>> Begin Dataset extract

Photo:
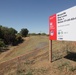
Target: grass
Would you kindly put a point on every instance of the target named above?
(36, 60)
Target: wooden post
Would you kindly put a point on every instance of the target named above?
(50, 51)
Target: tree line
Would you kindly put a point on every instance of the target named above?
(10, 36)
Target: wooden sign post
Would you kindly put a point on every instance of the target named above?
(50, 51)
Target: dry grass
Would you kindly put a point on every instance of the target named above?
(34, 59)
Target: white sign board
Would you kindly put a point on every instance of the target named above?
(65, 28)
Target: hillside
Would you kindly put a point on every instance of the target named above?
(32, 58)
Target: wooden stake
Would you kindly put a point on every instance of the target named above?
(50, 51)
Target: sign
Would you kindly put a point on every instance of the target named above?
(62, 26)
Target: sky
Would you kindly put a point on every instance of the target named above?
(31, 14)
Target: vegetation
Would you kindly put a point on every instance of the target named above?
(9, 36)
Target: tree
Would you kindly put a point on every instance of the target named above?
(24, 32)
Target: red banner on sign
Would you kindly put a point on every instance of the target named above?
(52, 27)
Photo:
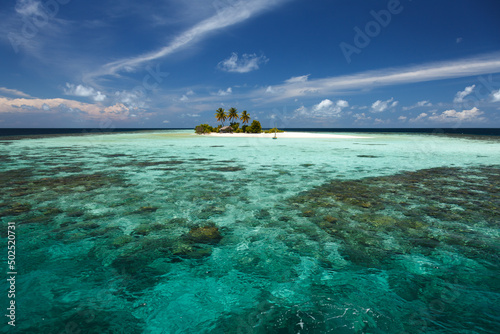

>> End Dataset extract

### Work instructions
Rewrite the entries from the line holding "Target: wooden stake" through the end of the entries, both ends included, changing "put a point on" to "mark" and nothing else. Leave the pictures out of your answer.

### Exercise output
Target: wooden stake
Would you kindly mark every instance of the target named above?
(50, 51)
Target: sign
Would you kindly mark every instance of the target named above?
(62, 26)
Target: sky
Would you kindly mark every instance of the target named above?
(31, 14)
Target: vegetation
Would you kindly mark every instance of the target named above?
(9, 36)
Target: tree
Would you kindly mark every instance of the target named above?
(24, 32)
Target: red banner on sign
Would you kindly mark every instance of the target named above?
(52, 27)
Photo:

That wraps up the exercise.